— START DATA TO USE —

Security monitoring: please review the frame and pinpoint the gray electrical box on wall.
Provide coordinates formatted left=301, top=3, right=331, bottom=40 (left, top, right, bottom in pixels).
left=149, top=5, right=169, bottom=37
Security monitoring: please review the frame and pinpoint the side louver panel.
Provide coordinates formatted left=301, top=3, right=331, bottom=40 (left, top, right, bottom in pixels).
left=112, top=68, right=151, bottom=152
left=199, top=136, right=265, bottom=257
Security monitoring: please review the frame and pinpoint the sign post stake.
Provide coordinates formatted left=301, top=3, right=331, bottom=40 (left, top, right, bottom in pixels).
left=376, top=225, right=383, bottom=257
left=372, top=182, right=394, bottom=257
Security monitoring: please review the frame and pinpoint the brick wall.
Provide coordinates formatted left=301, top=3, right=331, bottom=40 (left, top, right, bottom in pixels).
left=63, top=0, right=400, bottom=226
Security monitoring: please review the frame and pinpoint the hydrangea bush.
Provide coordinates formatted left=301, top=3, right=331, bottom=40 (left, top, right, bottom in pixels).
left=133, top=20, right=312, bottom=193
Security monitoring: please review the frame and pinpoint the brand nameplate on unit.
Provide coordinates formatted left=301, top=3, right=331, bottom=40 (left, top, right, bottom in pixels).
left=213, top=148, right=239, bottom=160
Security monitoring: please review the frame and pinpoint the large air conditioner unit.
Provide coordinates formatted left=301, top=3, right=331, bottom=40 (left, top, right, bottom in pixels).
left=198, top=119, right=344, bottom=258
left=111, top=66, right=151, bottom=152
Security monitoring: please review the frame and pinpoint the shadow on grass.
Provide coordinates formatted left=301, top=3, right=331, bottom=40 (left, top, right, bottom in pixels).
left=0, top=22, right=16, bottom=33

— END DATA TO USE —

Render the records above as a two-column CSV headed input and output, one row per record, with each record's text and its answer each in a single quoted field. Replace any line breaks inside a field with spaces.

input,output
"Security monitoring: please review the frame and pinpoint the gray electrical box on wall. Provide coordinates formatted left=301, top=3, right=331, bottom=40 (left, top, right, bottom in pixels).","left=149, top=5, right=169, bottom=37"
"Security monitoring: please review the frame and pinpoint the side louver panel. Provide coordinates formatted left=301, top=3, right=331, bottom=40 (left, top, right, bottom in pixels).","left=112, top=68, right=151, bottom=152 left=199, top=136, right=265, bottom=257"
"Security monitoring: please review the frame and pinpoint the sign post stake. Provide coordinates formatted left=301, top=3, right=331, bottom=40 (left, top, right, bottom in pixels).","left=376, top=225, right=383, bottom=257 left=372, top=182, right=394, bottom=257"
"Security monitoring: please review the frame and pinpoint the brick wall. Provide coordinates formatted left=301, top=3, right=331, bottom=40 (left, top, right, bottom in pixels).","left=63, top=0, right=400, bottom=226"
"Security monitoring: please review the frame and pinpoint the hydrangea bush. Provide coordinates formatted left=301, top=3, right=331, bottom=40 (left, top, right, bottom in pixels).","left=133, top=20, right=312, bottom=193"
"Security monitoring: please review the frame and pinpoint the brand nameplate on unit. Provide coordinates formatted left=301, top=3, right=331, bottom=40 (left, top, right, bottom in pixels).","left=213, top=148, right=239, bottom=160"
"Security monitoring: please review the frame and pinpoint the large air conditioner unit. Provide coordinates formatted left=301, top=3, right=331, bottom=40 (left, top, right, bottom in pixels).","left=198, top=119, right=344, bottom=258 left=111, top=66, right=151, bottom=152"
"Security monitoring: please review the frame and pinpoint the shadow on grass. Provide coordinates formatted left=301, top=3, right=331, bottom=40 (left, top, right, bottom in pixels).","left=0, top=22, right=16, bottom=33"